Exercise prompt: Repeat exactly the lines that run from the start of the records below to the line with "Target | tree canopy", including both of those lines but not the pictures.

Stored data entries

____

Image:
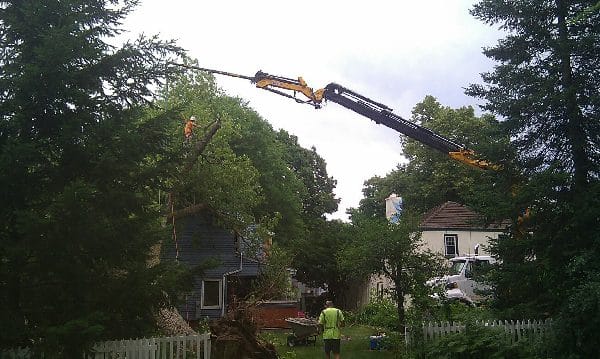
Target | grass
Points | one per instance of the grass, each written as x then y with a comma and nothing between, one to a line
355,345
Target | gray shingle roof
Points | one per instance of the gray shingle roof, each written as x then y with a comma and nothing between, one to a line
452,215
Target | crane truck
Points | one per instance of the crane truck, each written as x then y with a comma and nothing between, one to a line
360,104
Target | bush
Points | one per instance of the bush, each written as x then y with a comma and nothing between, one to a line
380,312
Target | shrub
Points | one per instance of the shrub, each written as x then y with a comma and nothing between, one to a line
380,312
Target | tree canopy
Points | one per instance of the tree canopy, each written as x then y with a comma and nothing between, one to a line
545,87
77,161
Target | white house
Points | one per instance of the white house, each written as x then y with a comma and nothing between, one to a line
450,229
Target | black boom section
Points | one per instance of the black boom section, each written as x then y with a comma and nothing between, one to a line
382,114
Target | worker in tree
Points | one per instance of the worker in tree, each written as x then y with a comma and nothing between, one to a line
332,320
189,128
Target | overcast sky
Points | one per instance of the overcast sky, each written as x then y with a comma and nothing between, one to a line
394,52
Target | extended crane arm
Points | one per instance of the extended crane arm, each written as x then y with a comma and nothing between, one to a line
360,104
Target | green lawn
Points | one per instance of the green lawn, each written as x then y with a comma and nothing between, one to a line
355,345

____

Task output:
Image:
Target | grass
Points | one per instance of the grass, each written as x then y with a comma and nothing between, one to a line
355,345
Target | gray shingle roof
Points | one per instance of the gray shingle roof, each written as x then y with a comma and nothing between, one to a line
452,215
Target | crane truck
Points | one per instance of the crane truck, each written as x then y with a comma and nothing between, one to a line
360,104
Target | bush
Points | one per instance of the bush, each written as x then y with a comma and nothing between, one to a line
380,312
Target | shrub
Points | one per instance of the shrub, each written as x then y with a comma and nothing between, one to a line
380,312
Target | tree canopy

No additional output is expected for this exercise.